STATED GOAL:
Copy every one of the entries below word for word, leaving out the pictures.

+ + + + +

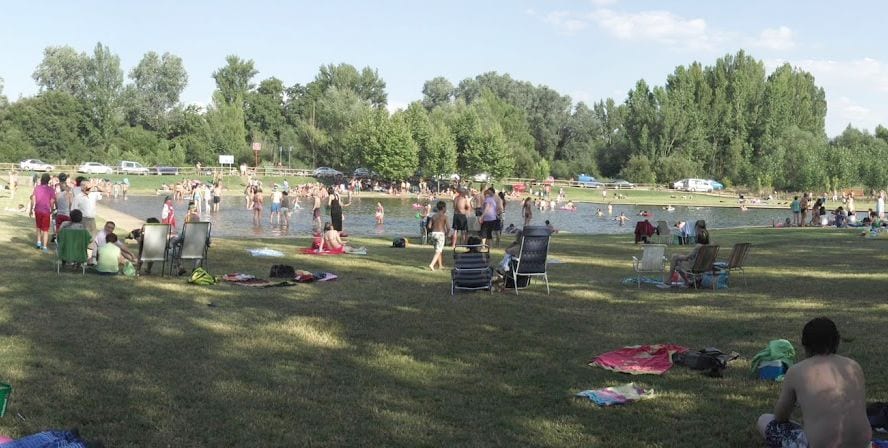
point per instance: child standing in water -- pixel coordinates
(380, 213)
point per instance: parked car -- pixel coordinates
(587, 181)
(481, 177)
(166, 170)
(35, 165)
(621, 184)
(94, 168)
(699, 185)
(323, 171)
(127, 167)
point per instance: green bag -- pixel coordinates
(129, 270)
(5, 390)
(200, 276)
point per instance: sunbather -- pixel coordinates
(829, 391)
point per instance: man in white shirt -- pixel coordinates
(85, 201)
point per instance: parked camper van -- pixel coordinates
(700, 185)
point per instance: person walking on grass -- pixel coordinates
(829, 391)
(796, 207)
(439, 228)
(257, 206)
(40, 207)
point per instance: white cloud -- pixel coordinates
(661, 27)
(856, 90)
(603, 2)
(566, 22)
(858, 74)
(779, 39)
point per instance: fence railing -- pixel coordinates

+ + + + +

CORRECT RESPONSE:
point per instance: child standing in water -- pixel coordinates
(380, 213)
point per instance: parked car -- pixel coordinates
(587, 181)
(481, 177)
(166, 170)
(35, 165)
(621, 184)
(94, 168)
(699, 185)
(323, 171)
(127, 167)
point per instance: green bag -- pixel coordinates
(129, 270)
(5, 390)
(200, 276)
point per instance: sunbather -- pixel coordinates
(829, 391)
point per instance: man in white shirt -- pixel coordinates
(85, 201)
point per instance: parked camper van -- pixel coordinates
(700, 185)
point per instance: person walking on grass -- pixel coordinates
(829, 391)
(796, 207)
(439, 228)
(257, 206)
(40, 207)
point per instance: white cloud -- pixel coordinates
(661, 27)
(856, 90)
(603, 2)
(566, 22)
(858, 74)
(779, 39)
point per instance: fence railing -- pixel coordinates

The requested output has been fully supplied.